Labeled shape records:
------------------------

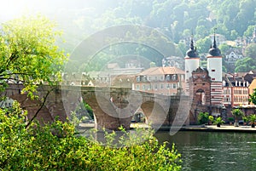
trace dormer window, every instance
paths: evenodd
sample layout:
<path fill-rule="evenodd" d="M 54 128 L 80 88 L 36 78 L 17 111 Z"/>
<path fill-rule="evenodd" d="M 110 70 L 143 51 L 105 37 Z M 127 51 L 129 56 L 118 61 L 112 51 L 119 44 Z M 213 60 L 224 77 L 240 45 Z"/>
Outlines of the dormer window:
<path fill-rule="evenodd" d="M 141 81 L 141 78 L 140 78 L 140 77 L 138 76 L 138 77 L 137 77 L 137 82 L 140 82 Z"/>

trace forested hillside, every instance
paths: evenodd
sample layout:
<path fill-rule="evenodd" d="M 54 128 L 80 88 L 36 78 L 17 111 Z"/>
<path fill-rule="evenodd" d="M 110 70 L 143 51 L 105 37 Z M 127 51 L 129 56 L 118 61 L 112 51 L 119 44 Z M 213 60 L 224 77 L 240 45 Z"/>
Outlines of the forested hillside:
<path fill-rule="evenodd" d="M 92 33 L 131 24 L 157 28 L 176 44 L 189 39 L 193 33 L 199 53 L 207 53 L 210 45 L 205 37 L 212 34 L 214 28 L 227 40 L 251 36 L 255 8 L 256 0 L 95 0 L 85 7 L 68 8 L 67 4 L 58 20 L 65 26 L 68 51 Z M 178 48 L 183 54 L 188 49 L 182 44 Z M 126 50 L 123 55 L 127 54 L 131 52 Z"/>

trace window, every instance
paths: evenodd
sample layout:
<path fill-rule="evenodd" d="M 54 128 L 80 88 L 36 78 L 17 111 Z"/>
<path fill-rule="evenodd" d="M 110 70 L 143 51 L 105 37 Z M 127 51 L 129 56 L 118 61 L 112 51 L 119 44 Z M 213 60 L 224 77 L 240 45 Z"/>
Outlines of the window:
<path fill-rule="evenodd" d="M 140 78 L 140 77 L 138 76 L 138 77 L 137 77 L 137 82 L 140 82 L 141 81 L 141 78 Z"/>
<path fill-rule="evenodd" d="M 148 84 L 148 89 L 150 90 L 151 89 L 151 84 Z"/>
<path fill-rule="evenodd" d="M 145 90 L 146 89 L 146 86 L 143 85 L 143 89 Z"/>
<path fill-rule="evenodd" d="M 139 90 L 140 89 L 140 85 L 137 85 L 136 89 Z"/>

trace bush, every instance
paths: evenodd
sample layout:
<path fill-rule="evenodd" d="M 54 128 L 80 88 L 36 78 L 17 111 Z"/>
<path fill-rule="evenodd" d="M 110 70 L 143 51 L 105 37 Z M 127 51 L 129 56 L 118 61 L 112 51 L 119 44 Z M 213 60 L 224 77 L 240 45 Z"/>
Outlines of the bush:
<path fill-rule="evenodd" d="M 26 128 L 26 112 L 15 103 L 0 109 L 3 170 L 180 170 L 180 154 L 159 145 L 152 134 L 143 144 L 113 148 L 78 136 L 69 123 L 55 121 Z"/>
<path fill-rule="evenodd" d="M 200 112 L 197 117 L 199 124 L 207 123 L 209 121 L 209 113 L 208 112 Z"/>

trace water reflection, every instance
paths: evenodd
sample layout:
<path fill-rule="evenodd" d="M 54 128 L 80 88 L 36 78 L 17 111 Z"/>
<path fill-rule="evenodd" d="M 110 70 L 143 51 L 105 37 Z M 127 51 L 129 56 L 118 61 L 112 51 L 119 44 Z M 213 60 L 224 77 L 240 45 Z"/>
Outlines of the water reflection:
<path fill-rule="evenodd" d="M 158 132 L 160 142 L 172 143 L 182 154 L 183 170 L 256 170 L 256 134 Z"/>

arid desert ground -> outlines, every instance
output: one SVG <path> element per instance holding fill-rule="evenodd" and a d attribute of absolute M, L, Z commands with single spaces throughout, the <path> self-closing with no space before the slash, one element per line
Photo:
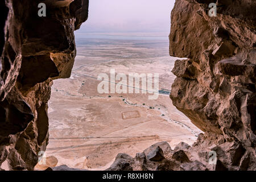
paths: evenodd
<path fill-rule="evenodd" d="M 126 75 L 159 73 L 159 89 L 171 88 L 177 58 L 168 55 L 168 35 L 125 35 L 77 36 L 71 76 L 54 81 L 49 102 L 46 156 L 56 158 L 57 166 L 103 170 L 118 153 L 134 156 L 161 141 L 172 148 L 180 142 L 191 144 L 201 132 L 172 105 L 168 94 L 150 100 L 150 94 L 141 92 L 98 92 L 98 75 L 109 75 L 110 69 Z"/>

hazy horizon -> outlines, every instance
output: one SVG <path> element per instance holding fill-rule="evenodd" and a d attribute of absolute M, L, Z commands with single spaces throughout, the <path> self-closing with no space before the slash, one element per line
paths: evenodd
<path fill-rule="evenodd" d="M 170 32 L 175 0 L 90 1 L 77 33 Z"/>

------------------------

> _REQUIRED TASK_
Write every entry out again exactly, dropping the pictures.

> _RESULT OF THIS EXERCISE_
trace dormer window, every instance
paths: evenodd
sample layout:
<path fill-rule="evenodd" d="M 54 128 L 80 88 L 36 78 L 17 111 Z"/>
<path fill-rule="evenodd" d="M 110 70 L 143 51 L 105 37 Z M 127 51 L 129 56 L 118 61 L 112 51 L 119 44 Z M 213 60 L 224 77 L 240 45 Z"/>
Outlines of the dormer window:
<path fill-rule="evenodd" d="M 141 81 L 141 78 L 140 78 L 140 77 L 138 76 L 138 77 L 137 77 L 137 82 L 140 82 Z"/>

trace forested hillside, every instance
paths: evenodd
sample layout:
<path fill-rule="evenodd" d="M 54 128 L 80 88 L 36 78 L 17 111 Z"/>
<path fill-rule="evenodd" d="M 110 70 L 143 51 L 105 37 Z M 127 51 L 129 56 L 118 61 L 112 51 L 119 44 Z M 213 60 L 224 77 L 240 45 Z"/>
Outlines of the forested hillside:
<path fill-rule="evenodd" d="M 92 33 L 131 24 L 157 28 L 176 44 L 189 39 L 193 33 L 199 53 L 207 53 L 210 45 L 205 37 L 212 34 L 214 28 L 227 40 L 251 36 L 255 8 L 256 0 L 95 0 L 85 7 L 68 8 L 67 4 L 58 20 L 65 26 L 68 51 Z M 178 48 L 183 54 L 188 49 L 182 44 Z M 126 50 L 123 55 L 127 54 L 131 52 Z"/>

trace window, every instance
paths: evenodd
sample layout:
<path fill-rule="evenodd" d="M 54 128 L 80 88 L 36 78 L 17 111 Z"/>
<path fill-rule="evenodd" d="M 110 70 L 143 51 L 105 37 Z M 127 51 L 129 56 L 118 61 L 112 51 L 119 44 Z M 213 60 L 224 77 L 240 45 Z"/>
Outlines of the window:
<path fill-rule="evenodd" d="M 140 78 L 140 77 L 138 76 L 138 77 L 137 77 L 137 82 L 140 82 L 141 81 L 141 78 Z"/>
<path fill-rule="evenodd" d="M 148 84 L 148 89 L 150 90 L 151 89 L 151 84 Z"/>
<path fill-rule="evenodd" d="M 145 90 L 146 89 L 146 86 L 143 85 L 143 89 Z"/>
<path fill-rule="evenodd" d="M 139 90 L 140 89 L 140 85 L 137 85 L 136 89 Z"/>

trace bush, every instance
paths: evenodd
sample layout:
<path fill-rule="evenodd" d="M 54 128 L 80 88 L 36 78 L 17 111 Z"/>
<path fill-rule="evenodd" d="M 110 70 L 143 51 L 105 37 Z M 127 51 L 129 56 L 118 61 L 112 51 L 119 44 Z M 213 60 L 224 77 L 240 45 Z"/>
Outlines of the bush:
<path fill-rule="evenodd" d="M 26 128 L 26 112 L 15 103 L 0 109 L 3 170 L 180 170 L 180 154 L 159 145 L 152 134 L 143 144 L 113 148 L 78 136 L 69 123 L 55 121 Z"/>
<path fill-rule="evenodd" d="M 200 112 L 197 117 L 199 124 L 207 123 L 209 121 L 209 113 L 208 112 Z"/>

trace water reflection, every instance
paths: evenodd
sample layout:
<path fill-rule="evenodd" d="M 54 128 L 80 88 L 36 78 L 17 111 Z"/>
<path fill-rule="evenodd" d="M 110 70 L 143 51 L 105 37 Z M 127 51 L 129 56 L 118 61 L 112 51 L 119 44 Z M 213 60 L 224 77 L 240 45 Z"/>
Outlines of the water reflection:
<path fill-rule="evenodd" d="M 158 132 L 160 142 L 172 143 L 182 154 L 183 170 L 256 170 L 256 134 Z"/>

arid desert ground -> outlines, every instance
output: one SVG <path> element per instance holding fill-rule="evenodd" and a d attribute of absolute M, L, Z commands with single spaces throughout, the <path> self-closing with no space before the slash, one element per line
Photo:
paths: evenodd
<path fill-rule="evenodd" d="M 126 75 L 159 73 L 159 89 L 171 88 L 177 58 L 168 55 L 168 35 L 125 35 L 77 36 L 71 76 L 54 81 L 49 102 L 46 156 L 56 158 L 57 166 L 103 170 L 118 153 L 134 156 L 161 141 L 172 148 L 180 142 L 191 144 L 201 132 L 172 105 L 168 94 L 150 100 L 150 94 L 141 92 L 98 92 L 98 75 L 109 75 L 110 69 Z"/>

hazy horizon -> outlines, every instance
output: one SVG <path> element per instance holding fill-rule="evenodd" and a d attribute of absolute M, L, Z commands with single spaces throughout, the <path> self-closing with no space before the slash, one element per line
paths: evenodd
<path fill-rule="evenodd" d="M 170 32 L 175 0 L 90 1 L 77 33 Z"/>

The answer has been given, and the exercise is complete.